Directive.
Report, copied in full, each line below that contains the string "covered". The match is case-sensitive.

Supplied material.

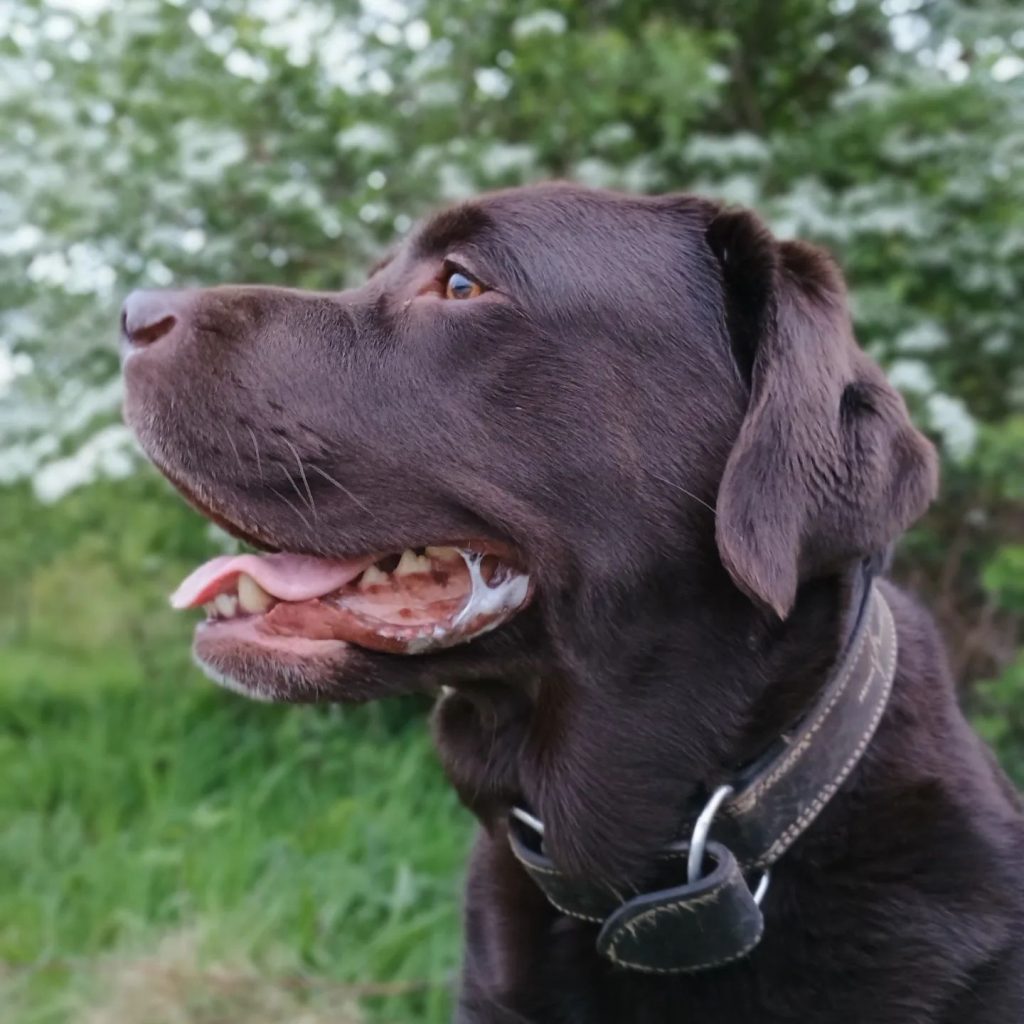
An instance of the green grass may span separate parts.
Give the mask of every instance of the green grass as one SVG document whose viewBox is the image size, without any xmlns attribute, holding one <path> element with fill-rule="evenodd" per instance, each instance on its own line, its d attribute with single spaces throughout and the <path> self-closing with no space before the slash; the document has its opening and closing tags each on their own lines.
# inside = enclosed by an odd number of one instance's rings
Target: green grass
<svg viewBox="0 0 1024 1024">
<path fill-rule="evenodd" d="M 362 1019 L 446 1021 L 470 822 L 422 709 L 254 705 L 183 650 L 4 654 L 4 1021 L 337 1024 L 368 983 Z"/>
</svg>

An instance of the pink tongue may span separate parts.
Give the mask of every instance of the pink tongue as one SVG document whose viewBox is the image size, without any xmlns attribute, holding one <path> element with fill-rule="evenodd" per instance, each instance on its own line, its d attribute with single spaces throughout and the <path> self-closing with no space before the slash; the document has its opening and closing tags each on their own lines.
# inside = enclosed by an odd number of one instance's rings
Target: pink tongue
<svg viewBox="0 0 1024 1024">
<path fill-rule="evenodd" d="M 279 601 L 308 601 L 344 587 L 374 559 L 351 558 L 344 561 L 313 558 L 310 555 L 220 555 L 201 565 L 171 595 L 171 606 L 195 608 L 214 598 L 224 584 L 240 572 L 248 572 L 268 594 Z"/>
</svg>

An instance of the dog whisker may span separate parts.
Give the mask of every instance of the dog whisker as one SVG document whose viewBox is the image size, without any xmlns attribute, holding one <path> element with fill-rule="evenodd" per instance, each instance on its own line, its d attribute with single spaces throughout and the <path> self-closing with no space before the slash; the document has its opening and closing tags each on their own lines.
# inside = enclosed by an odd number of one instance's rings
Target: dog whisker
<svg viewBox="0 0 1024 1024">
<path fill-rule="evenodd" d="M 369 515 L 372 519 L 375 520 L 377 519 L 377 516 L 374 514 L 373 509 L 367 506 L 364 502 L 360 502 L 359 499 L 356 498 L 355 495 L 353 495 L 352 492 L 348 489 L 348 487 L 346 487 L 339 480 L 336 480 L 330 473 L 321 469 L 319 466 L 317 466 L 313 462 L 309 464 L 309 468 L 314 472 L 319 473 L 319 475 L 323 476 L 324 479 L 327 480 L 329 483 L 333 483 L 343 495 L 345 495 L 352 502 L 353 505 L 358 505 L 358 507 L 362 509 L 362 511 L 366 512 L 367 515 Z"/>
<path fill-rule="evenodd" d="M 295 461 L 298 463 L 298 466 L 299 466 L 299 475 L 302 477 L 302 482 L 303 482 L 303 484 L 305 485 L 305 488 L 306 488 L 306 496 L 309 499 L 309 511 L 312 512 L 312 514 L 313 514 L 313 521 L 315 522 L 316 519 L 317 519 L 317 515 L 316 515 L 316 503 L 313 501 L 313 493 L 312 493 L 312 490 L 309 487 L 309 481 L 306 479 L 306 471 L 302 467 L 302 458 L 299 456 L 298 449 L 287 437 L 285 438 L 285 443 L 292 450 L 292 455 L 295 456 Z M 290 480 L 292 479 L 291 476 L 289 476 L 289 479 Z M 293 484 L 294 484 L 294 481 L 293 481 Z M 296 489 L 298 489 L 298 488 L 296 488 Z"/>
<path fill-rule="evenodd" d="M 259 470 L 260 483 L 263 482 L 263 460 L 259 457 L 259 444 L 256 442 L 256 431 L 252 427 L 246 427 L 249 436 L 253 439 L 253 451 L 256 453 L 256 468 Z"/>
</svg>

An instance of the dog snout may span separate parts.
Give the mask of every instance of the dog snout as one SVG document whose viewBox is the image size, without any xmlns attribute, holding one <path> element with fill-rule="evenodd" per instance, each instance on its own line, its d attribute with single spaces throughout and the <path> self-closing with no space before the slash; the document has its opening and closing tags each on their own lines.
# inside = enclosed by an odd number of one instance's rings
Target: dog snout
<svg viewBox="0 0 1024 1024">
<path fill-rule="evenodd" d="M 136 291 L 121 309 L 121 339 L 129 351 L 167 344 L 185 333 L 194 293 L 187 291 Z"/>
</svg>

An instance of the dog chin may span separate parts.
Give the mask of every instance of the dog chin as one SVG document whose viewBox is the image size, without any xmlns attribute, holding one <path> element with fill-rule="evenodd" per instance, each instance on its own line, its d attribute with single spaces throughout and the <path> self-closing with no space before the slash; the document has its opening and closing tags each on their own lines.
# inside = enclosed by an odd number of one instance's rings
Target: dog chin
<svg viewBox="0 0 1024 1024">
<path fill-rule="evenodd" d="M 366 685 L 344 692 L 353 648 L 342 640 L 313 640 L 261 633 L 247 620 L 201 623 L 193 655 L 215 683 L 255 700 L 311 703 L 368 699 Z"/>
</svg>

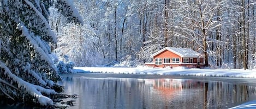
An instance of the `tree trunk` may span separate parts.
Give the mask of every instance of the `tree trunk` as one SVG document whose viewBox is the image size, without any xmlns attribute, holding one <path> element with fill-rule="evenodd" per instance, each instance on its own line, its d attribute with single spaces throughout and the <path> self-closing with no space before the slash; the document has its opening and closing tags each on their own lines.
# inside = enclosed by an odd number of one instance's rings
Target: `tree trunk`
<svg viewBox="0 0 256 109">
<path fill-rule="evenodd" d="M 117 61 L 117 33 L 116 31 L 116 6 L 115 7 L 115 59 Z"/>
<path fill-rule="evenodd" d="M 168 46 L 168 5 L 169 5 L 169 0 L 165 0 L 165 6 L 164 6 L 164 47 Z"/>
<path fill-rule="evenodd" d="M 243 68 L 245 70 L 247 69 L 247 41 L 246 41 L 246 24 L 245 24 L 245 0 L 242 0 L 242 43 L 243 47 Z"/>
</svg>

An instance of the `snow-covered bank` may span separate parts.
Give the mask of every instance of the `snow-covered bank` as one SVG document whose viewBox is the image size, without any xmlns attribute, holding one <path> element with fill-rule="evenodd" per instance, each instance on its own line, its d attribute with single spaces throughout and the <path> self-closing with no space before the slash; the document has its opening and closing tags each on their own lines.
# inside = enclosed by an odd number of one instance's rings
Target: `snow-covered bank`
<svg viewBox="0 0 256 109">
<path fill-rule="evenodd" d="M 256 70 L 159 68 L 150 67 L 75 67 L 78 73 L 123 73 L 256 78 Z M 84 72 L 81 72 L 83 70 Z"/>
<path fill-rule="evenodd" d="M 124 73 L 140 74 L 159 74 L 189 76 L 219 76 L 256 78 L 256 70 L 243 69 L 186 69 L 183 67 L 174 69 L 150 67 L 75 67 L 78 73 Z M 83 71 L 84 70 L 84 71 Z M 249 101 L 231 108 L 256 108 L 256 100 Z"/>
</svg>

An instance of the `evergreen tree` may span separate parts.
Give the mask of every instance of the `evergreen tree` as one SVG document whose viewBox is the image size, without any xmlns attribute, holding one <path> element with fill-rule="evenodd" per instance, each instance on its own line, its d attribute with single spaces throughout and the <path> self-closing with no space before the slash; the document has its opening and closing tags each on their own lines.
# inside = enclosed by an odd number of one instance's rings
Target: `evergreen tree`
<svg viewBox="0 0 256 109">
<path fill-rule="evenodd" d="M 55 4 L 55 5 L 53 5 Z M 82 23 L 70 1 L 0 1 L 0 95 L 15 101 L 53 105 L 61 77 L 50 56 L 57 42 L 48 24 L 55 5 L 69 22 Z"/>
</svg>

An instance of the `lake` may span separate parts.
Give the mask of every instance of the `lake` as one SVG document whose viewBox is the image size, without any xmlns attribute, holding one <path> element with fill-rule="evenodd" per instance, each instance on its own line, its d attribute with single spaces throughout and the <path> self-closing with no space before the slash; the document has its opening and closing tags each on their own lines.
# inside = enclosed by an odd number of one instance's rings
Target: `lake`
<svg viewBox="0 0 256 109">
<path fill-rule="evenodd" d="M 123 74 L 63 74 L 70 109 L 228 108 L 256 100 L 256 79 Z"/>
</svg>

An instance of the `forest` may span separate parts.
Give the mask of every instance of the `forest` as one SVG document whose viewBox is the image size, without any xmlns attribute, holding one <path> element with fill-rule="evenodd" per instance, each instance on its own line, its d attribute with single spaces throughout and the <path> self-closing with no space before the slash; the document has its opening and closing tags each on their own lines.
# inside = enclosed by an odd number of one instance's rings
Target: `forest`
<svg viewBox="0 0 256 109">
<path fill-rule="evenodd" d="M 52 106 L 63 89 L 56 84 L 61 71 L 122 62 L 135 66 L 165 47 L 192 48 L 213 68 L 256 69 L 255 4 L 0 0 L 0 97 Z"/>
<path fill-rule="evenodd" d="M 50 9 L 55 52 L 76 66 L 151 62 L 165 47 L 189 48 L 212 68 L 255 69 L 254 0 L 73 0 L 84 25 Z"/>
</svg>

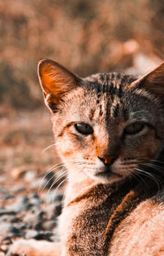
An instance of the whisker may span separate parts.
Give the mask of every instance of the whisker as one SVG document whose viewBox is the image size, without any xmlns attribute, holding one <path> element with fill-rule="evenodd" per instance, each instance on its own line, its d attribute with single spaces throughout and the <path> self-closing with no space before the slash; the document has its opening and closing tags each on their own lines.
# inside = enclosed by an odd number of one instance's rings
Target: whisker
<svg viewBox="0 0 164 256">
<path fill-rule="evenodd" d="M 61 181 L 61 183 L 57 186 L 57 188 L 54 190 L 54 193 L 57 192 L 57 190 L 58 190 L 58 188 L 66 181 L 68 180 L 68 177 L 66 177 L 63 181 Z M 54 199 L 52 199 L 52 204 L 54 203 Z"/>
<path fill-rule="evenodd" d="M 54 146 L 57 146 L 58 144 L 59 144 L 59 142 L 58 142 L 58 143 L 57 142 L 57 143 L 52 144 L 50 145 L 50 146 L 48 146 L 47 148 L 45 148 L 44 149 L 42 150 L 41 153 L 45 153 L 48 149 L 51 149 L 51 148 L 52 148 L 52 147 L 54 147 Z"/>
<path fill-rule="evenodd" d="M 156 182 L 156 184 L 157 185 L 157 188 L 158 190 L 160 190 L 160 181 L 157 179 L 157 177 L 153 176 L 153 175 L 152 173 L 149 173 L 146 171 L 143 171 L 141 169 L 136 168 L 137 171 L 139 171 L 139 172 L 141 172 L 143 175 L 146 176 L 147 177 L 150 177 L 153 181 L 154 181 Z M 159 183 L 158 183 L 159 181 Z"/>
<path fill-rule="evenodd" d="M 44 199 L 44 203 L 47 204 L 47 200 L 48 200 L 48 194 L 49 192 L 51 191 L 51 189 L 53 187 L 53 185 L 58 181 L 60 181 L 60 179 L 63 178 L 66 174 L 66 171 L 65 171 L 59 177 L 57 177 L 53 182 L 52 184 L 51 185 L 49 190 L 48 190 L 48 192 L 46 193 L 46 195 L 45 195 L 45 199 Z"/>
<path fill-rule="evenodd" d="M 40 190 L 41 190 L 41 188 L 42 188 L 42 184 L 43 184 L 43 180 L 46 178 L 46 176 L 52 171 L 54 171 L 55 169 L 57 168 L 59 168 L 61 167 L 62 167 L 63 163 L 62 162 L 60 162 L 60 163 L 57 163 L 57 164 L 55 164 L 54 166 L 52 166 L 52 167 L 50 167 L 45 173 L 45 175 L 43 176 L 41 181 L 40 181 L 40 185 L 39 185 L 39 190 L 38 190 L 38 194 L 39 194 Z"/>
</svg>

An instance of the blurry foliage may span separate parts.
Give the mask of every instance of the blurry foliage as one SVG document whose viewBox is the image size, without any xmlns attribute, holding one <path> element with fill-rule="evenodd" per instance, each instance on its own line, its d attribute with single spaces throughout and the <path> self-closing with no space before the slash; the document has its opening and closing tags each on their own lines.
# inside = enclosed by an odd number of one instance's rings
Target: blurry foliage
<svg viewBox="0 0 164 256">
<path fill-rule="evenodd" d="M 160 0 L 0 0 L 0 100 L 39 106 L 41 58 L 82 76 L 130 67 L 137 53 L 162 59 L 163 25 Z"/>
</svg>

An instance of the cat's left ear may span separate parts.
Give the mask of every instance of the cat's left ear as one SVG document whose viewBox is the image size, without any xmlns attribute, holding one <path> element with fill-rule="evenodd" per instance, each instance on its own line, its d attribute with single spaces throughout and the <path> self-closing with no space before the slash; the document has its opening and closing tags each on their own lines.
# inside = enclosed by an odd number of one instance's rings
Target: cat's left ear
<svg viewBox="0 0 164 256">
<path fill-rule="evenodd" d="M 130 85 L 131 89 L 145 89 L 164 101 L 164 62 Z"/>
<path fill-rule="evenodd" d="M 57 62 L 43 59 L 39 63 L 39 78 L 45 103 L 56 112 L 63 96 L 80 85 L 81 79 Z"/>
</svg>

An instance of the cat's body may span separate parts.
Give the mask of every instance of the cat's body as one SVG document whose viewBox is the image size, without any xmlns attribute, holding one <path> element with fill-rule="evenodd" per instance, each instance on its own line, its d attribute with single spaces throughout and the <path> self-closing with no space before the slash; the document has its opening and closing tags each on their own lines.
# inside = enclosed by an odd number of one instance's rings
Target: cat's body
<svg viewBox="0 0 164 256">
<path fill-rule="evenodd" d="M 48 60 L 39 74 L 68 184 L 61 252 L 26 255 L 164 255 L 164 64 L 139 80 Z"/>
</svg>

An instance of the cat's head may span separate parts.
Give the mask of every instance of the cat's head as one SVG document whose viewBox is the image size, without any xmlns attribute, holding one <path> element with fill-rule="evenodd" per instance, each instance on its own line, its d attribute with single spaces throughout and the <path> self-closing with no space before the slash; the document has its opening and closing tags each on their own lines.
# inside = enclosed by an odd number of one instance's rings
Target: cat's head
<svg viewBox="0 0 164 256">
<path fill-rule="evenodd" d="M 137 80 L 120 73 L 82 79 L 43 60 L 39 76 L 70 179 L 112 183 L 157 165 L 164 142 L 164 62 Z"/>
</svg>

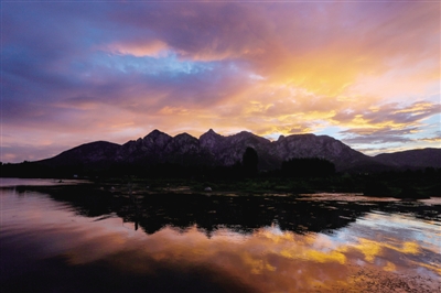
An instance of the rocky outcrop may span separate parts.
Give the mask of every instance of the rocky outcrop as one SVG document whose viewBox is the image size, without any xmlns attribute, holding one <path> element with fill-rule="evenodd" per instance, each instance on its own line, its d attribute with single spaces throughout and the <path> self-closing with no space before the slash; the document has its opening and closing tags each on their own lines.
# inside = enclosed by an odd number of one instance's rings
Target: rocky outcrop
<svg viewBox="0 0 441 293">
<path fill-rule="evenodd" d="M 43 160 L 49 165 L 63 164 L 142 164 L 176 163 L 182 165 L 234 165 L 241 162 L 247 148 L 259 156 L 260 170 L 279 169 L 281 162 L 293 158 L 322 158 L 335 164 L 337 171 L 379 171 L 411 164 L 441 167 L 439 149 L 409 151 L 397 154 L 367 156 L 327 135 L 281 135 L 277 141 L 241 131 L 224 137 L 209 129 L 198 139 L 187 133 L 171 137 L 153 130 L 144 138 L 119 145 L 93 142 L 79 145 L 60 155 Z M 410 163 L 409 163 L 410 162 Z"/>
<path fill-rule="evenodd" d="M 401 169 L 441 167 L 441 149 L 427 148 L 374 156 L 377 162 Z"/>
</svg>

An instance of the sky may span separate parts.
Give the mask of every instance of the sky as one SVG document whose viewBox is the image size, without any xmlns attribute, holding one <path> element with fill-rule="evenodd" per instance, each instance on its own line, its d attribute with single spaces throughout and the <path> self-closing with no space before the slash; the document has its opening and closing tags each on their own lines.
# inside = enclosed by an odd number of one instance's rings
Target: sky
<svg viewBox="0 0 441 293">
<path fill-rule="evenodd" d="M 441 148 L 439 1 L 1 1 L 1 158 L 154 129 Z"/>
</svg>

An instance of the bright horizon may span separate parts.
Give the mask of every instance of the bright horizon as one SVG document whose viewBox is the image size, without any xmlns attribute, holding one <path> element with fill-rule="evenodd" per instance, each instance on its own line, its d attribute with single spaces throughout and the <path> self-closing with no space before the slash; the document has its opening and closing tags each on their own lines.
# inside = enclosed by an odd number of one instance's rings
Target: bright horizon
<svg viewBox="0 0 441 293">
<path fill-rule="evenodd" d="M 441 148 L 439 1 L 1 1 L 1 158 L 314 133 Z"/>
</svg>

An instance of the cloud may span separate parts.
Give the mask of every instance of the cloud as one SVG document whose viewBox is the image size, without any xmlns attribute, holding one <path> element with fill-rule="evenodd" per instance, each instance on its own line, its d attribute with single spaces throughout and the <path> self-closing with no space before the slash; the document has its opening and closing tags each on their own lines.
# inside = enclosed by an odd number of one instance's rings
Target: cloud
<svg viewBox="0 0 441 293">
<path fill-rule="evenodd" d="M 1 111 L 11 141 L 40 129 L 42 141 L 75 144 L 155 128 L 277 135 L 336 127 L 347 142 L 367 143 L 364 129 L 380 145 L 421 140 L 432 128 L 424 121 L 440 113 L 440 3 L 2 8 Z M 400 139 L 394 130 L 413 132 Z"/>
</svg>

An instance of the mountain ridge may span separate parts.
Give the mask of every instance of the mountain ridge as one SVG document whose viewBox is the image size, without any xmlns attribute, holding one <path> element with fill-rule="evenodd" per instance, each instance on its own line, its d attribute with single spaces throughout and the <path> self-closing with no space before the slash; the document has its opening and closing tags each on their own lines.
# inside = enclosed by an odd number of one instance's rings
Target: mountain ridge
<svg viewBox="0 0 441 293">
<path fill-rule="evenodd" d="M 144 138 L 130 140 L 123 144 L 95 141 L 36 163 L 49 166 L 83 164 L 99 167 L 118 163 L 150 166 L 158 163 L 230 166 L 240 163 L 248 146 L 258 153 L 260 170 L 279 169 L 283 161 L 295 158 L 326 159 L 335 164 L 338 172 L 441 167 L 441 149 L 430 148 L 368 156 L 329 135 L 291 134 L 280 135 L 278 140 L 270 141 L 248 131 L 225 137 L 213 129 L 200 138 L 186 132 L 171 137 L 154 129 Z M 423 155 L 419 156 L 418 153 Z"/>
</svg>

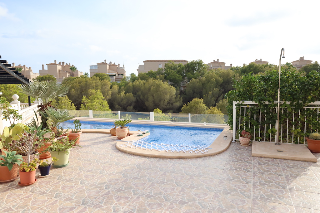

Right answer.
An instance of the `snow-covered bank` may span separate parts.
Give the mask of every instance of the `snow-covered bank` as one SVG document whose viewBox is the image size, without any xmlns attribute, holding one <path> element with fill-rule="evenodd" per instance, each instance on its own line, its d attribute with single spaces throughout and the <path> self-closing with no space before the slash; the document has its opening and closing tags each on their own lines.
Target: `snow-covered bank`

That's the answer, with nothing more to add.